Extrait source
Présentation de la chaire
Les contributions scientifiques de Denis Duboule touchent à la génétique moléculaire du développement des vertébrés, avec des interfaces en génétique médicale, biologie de l’évolution et régulation de la transcription. Depuis 1985, il a publié plusieurs découvertes liées au développement et à l’évolution du plan du corps des vertébrés, plus particulièrement concernant la famille des gènes Hox. En 1986, son laboratoire publie le clonage et l’organisation du premier grand cluster génomique de gènes Hox chez la souris. En 1988, en collaboration avec Steve Gaunt, il décrit l’expression colinéaire des gènes Hox chez les mammifères, étendant ainsi cette propriété découverte par Ed Lewis des diptères aux vertébrés et autres deutérostomes. En 1989, observation de la colinéarité temporelle (Hox clock), soit le même principe de colinéarité mais appliqué au temps d’activation des gènes. En 1989, avec Robb Krumlauf, son laboratoire rapporte la conservation de la structure du système homéotique entre les mouches drosophiles et les vertébrés ; un complexe homéotique unique existait chez l’animal à l’origine des protostomes et des deutérostomes. En 1989 et 1991, le même système génétique (gènes Hox) est coopté et recyclé pour la spécification de plusieurs structures axiales, en particulier des membres et des organes génitaux externes. L’extension de ce travail aux oiseaux, en collaboration avec Cheryll Tickle et Lewis Wolpert montre le haut degré de conservation de la fonction et de la régulation de ces gènes chez les vertébrés. En 1991, le concept de « prévalence postérieure » est proposé, qui décrit la hiérarchie fonctionnelle des protéines Hox.
En 1994, il propose le concept du « phylotypic egg-timer » (Developmental hourglass) proposant que les paysages phénotypiques sont réduits durant une période courte du développement des vertébrés la « progression philotypique », période au cours de laquelle les embryons de tous les vertébrés expriment des caractéristiques communes, résultantes de l’existence de contraintes maximales. En 1994 également, il propose que les gènes Hox agissent comme une horloge. Par conséquent, tous les animaux se développant selon une progression temporelle antéro-postérieure « doivent » avoir au moins un complexe entier de gènes Hox. En 1995, la description des gènes Hox chez le poisson zèbre pendant le développement des nageoires conduit à un modèle de la transition évolutive de la nageoire au membre des tétrapodes, dans lequel les doigts sont des innovations des tétrapodes, sans structures homologues chez les poissons.
Depuis 1997, Denis Duboule a approché la question des mécanismes qui sous-tendent la colinéarité des gènes Hox en utilisant la génétique moléculaire de la souris. Ces gènes sont contrôlés à un niveau global, qui tient compte de leurs positions respectives sur le chromosome. Son laboratoire met alors au point les techniques TAMERE et STRING pour produire une grande série allélique au locus HoxD, qui conduira aux concepts de « paysages » ou « d’archipels » de régulation qui mettent en œuvre les mécanismes de colinéarité pendant le développement des membres. Denis Duboule a également étudié en détail le processus de l’horloge Hox pendant la formation de l’axe principal du corps. Cette horloge est associée à une transition dans la structure de la chromatine, accompagnée par le passage successif de chacun des gènes Hox d’un domaine négatif vers un domaine actif.
L’importance et la signification de ces observations pour notre compréhension de la régulation génétique pendant le développement et des mécanismes de l’évolution morphologique sont discutés dans plusieurs revues et ouvrages généralistes.

Données extraites
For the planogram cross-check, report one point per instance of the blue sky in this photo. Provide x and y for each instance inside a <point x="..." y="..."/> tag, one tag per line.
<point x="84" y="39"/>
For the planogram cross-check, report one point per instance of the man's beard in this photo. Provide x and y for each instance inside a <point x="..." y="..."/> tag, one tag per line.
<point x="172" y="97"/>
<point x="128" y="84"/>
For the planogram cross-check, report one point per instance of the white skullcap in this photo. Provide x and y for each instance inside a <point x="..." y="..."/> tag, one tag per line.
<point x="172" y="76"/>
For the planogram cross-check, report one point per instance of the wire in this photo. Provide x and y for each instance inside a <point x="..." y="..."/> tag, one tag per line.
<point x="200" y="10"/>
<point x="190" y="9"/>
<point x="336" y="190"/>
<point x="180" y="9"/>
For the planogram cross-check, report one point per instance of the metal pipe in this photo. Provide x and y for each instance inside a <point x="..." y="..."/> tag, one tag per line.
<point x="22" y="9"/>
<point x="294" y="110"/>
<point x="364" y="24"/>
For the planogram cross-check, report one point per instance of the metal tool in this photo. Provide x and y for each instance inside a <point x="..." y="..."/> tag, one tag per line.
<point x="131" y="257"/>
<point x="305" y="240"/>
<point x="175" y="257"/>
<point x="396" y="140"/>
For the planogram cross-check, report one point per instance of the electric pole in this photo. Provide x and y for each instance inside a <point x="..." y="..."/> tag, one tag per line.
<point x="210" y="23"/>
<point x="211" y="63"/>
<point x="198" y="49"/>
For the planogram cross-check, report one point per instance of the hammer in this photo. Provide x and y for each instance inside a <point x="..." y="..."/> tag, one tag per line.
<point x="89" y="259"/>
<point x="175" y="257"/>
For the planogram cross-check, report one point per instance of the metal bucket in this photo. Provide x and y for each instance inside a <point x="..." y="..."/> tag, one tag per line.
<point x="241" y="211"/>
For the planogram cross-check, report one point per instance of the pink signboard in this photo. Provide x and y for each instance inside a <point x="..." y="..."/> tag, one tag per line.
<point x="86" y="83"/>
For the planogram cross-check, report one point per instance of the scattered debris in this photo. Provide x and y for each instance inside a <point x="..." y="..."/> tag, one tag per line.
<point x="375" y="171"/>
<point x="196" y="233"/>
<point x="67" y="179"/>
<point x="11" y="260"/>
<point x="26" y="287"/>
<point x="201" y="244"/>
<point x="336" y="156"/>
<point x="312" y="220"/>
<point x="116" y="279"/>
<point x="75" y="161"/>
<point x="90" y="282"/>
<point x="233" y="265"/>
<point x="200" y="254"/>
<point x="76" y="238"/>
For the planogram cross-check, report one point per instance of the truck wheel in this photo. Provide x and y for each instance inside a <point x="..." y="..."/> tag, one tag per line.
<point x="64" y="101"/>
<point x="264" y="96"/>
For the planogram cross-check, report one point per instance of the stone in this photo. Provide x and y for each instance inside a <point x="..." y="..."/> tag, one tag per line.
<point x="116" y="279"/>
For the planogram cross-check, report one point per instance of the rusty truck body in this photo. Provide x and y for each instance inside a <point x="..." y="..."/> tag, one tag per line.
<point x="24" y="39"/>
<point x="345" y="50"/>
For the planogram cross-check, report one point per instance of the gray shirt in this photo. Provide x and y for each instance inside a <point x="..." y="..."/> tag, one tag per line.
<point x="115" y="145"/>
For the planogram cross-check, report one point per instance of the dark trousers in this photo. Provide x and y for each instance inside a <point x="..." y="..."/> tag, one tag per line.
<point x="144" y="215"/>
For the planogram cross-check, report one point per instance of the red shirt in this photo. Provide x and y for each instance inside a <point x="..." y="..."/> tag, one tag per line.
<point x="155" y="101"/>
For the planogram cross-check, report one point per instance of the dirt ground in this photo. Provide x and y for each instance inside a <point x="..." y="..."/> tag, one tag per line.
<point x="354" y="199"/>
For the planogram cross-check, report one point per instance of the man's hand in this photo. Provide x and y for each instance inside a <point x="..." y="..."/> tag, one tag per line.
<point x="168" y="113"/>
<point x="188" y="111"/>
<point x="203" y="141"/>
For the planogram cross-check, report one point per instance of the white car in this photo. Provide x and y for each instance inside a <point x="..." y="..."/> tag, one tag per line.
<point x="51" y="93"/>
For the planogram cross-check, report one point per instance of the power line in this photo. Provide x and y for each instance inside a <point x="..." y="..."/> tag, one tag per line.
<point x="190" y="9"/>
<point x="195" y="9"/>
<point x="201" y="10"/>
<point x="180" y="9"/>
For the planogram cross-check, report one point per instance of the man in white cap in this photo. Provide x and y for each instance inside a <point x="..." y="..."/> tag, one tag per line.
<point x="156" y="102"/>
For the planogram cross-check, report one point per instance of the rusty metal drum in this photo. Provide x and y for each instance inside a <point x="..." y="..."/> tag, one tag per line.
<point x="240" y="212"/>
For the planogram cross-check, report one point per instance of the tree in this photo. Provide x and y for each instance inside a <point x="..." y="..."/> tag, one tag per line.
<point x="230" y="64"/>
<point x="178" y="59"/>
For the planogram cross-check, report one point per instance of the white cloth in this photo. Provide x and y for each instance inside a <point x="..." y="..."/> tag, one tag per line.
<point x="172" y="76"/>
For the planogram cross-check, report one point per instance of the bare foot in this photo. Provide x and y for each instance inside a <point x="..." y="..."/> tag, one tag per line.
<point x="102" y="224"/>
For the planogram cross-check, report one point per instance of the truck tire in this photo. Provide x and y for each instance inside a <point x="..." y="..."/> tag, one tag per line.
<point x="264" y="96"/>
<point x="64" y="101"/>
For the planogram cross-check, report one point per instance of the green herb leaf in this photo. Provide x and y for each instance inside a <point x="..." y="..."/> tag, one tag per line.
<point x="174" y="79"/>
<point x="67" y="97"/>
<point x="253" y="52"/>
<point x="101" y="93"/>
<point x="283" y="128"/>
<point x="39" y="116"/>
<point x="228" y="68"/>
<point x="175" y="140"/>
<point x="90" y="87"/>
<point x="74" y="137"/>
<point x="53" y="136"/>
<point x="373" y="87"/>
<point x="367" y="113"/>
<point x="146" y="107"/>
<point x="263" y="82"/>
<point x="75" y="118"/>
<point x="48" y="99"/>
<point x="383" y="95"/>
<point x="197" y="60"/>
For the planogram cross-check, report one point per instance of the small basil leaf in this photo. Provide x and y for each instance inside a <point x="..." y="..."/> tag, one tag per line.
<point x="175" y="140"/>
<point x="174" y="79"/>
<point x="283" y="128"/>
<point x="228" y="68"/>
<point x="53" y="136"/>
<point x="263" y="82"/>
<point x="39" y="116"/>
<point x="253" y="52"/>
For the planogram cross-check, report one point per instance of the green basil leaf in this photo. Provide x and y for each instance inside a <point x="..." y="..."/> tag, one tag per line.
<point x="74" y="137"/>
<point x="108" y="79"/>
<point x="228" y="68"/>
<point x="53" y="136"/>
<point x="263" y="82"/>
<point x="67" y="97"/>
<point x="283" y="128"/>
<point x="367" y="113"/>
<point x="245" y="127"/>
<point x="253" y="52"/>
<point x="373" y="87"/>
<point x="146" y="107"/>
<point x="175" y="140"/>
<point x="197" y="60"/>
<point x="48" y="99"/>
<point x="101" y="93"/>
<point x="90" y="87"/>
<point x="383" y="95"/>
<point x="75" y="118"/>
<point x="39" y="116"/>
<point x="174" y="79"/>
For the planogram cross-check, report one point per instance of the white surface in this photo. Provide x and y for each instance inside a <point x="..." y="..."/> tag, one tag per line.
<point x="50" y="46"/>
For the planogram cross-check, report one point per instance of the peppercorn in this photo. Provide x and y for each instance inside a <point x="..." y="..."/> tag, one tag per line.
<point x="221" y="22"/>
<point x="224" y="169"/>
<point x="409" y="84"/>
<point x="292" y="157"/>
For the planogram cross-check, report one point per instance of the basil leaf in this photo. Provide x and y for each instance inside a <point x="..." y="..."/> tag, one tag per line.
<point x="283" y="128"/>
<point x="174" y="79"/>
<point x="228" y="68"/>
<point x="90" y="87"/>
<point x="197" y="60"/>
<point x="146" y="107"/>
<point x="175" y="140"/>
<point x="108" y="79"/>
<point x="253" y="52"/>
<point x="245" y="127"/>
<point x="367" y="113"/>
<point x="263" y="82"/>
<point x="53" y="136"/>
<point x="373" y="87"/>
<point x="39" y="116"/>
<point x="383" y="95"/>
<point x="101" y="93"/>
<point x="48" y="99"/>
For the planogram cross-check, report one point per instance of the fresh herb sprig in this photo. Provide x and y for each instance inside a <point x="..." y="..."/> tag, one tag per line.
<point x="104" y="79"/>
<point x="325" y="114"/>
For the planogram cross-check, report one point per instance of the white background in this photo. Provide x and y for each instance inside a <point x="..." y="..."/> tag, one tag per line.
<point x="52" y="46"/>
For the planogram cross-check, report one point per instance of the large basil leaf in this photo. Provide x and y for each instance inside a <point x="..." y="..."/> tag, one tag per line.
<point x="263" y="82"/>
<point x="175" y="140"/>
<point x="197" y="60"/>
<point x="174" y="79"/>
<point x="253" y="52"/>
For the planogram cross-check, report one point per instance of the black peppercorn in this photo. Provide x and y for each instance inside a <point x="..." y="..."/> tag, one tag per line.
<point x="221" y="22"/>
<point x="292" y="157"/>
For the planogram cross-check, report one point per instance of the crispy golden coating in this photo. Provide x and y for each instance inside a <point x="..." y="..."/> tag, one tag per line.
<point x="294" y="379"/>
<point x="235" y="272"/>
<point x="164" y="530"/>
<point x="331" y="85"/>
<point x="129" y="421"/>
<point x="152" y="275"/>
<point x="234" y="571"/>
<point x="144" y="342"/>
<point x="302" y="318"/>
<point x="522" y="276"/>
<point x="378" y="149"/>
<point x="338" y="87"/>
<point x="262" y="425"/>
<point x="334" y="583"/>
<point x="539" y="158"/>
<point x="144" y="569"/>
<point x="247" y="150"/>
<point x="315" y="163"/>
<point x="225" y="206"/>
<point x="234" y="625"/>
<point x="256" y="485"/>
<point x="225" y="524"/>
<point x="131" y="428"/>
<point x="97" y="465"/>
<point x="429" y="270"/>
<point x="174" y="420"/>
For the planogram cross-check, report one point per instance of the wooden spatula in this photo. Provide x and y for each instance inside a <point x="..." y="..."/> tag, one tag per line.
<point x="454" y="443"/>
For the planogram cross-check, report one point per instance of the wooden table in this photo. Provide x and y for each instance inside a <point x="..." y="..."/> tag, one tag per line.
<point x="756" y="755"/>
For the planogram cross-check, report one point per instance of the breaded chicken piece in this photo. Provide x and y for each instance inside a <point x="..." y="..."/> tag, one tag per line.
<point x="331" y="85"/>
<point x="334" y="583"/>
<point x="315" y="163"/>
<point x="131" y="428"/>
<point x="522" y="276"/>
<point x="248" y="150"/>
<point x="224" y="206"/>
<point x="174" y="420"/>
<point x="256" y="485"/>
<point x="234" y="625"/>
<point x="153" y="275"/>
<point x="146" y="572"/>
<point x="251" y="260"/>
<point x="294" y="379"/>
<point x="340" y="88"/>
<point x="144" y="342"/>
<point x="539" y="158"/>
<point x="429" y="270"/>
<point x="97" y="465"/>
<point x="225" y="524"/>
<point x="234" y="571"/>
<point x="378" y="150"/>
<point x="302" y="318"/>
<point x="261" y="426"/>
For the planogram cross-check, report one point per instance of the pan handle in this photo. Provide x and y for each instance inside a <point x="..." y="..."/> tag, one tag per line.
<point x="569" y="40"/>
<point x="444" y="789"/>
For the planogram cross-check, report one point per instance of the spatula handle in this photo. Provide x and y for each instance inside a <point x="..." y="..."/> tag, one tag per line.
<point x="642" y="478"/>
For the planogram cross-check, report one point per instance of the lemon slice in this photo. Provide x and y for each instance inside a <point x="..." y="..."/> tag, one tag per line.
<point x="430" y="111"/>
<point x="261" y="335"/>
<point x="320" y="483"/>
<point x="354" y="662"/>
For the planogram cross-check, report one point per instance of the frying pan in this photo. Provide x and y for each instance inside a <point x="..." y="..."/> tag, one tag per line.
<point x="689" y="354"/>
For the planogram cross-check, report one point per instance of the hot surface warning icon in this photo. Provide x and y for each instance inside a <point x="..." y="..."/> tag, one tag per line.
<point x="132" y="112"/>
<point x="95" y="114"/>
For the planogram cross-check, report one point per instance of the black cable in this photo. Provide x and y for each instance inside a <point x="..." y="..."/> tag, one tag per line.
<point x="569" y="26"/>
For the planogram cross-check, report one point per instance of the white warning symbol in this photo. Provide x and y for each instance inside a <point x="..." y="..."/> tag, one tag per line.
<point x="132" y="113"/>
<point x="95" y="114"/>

Travail demandé
Réécrivez le passage de l'extrait source allant de « L’importance et la » jusqu'à « et ouvrages généralistes. », en remplaçant « revues » par « articles de synthèse ».

Réponse
L’importance et la signification de ces observations pour notre compréhension de la régulation génétique pendant le développement et des mécanismes de l’évolution morphologique sont discutés dans plusieurs articles de synthèse et ouvrages généralistes.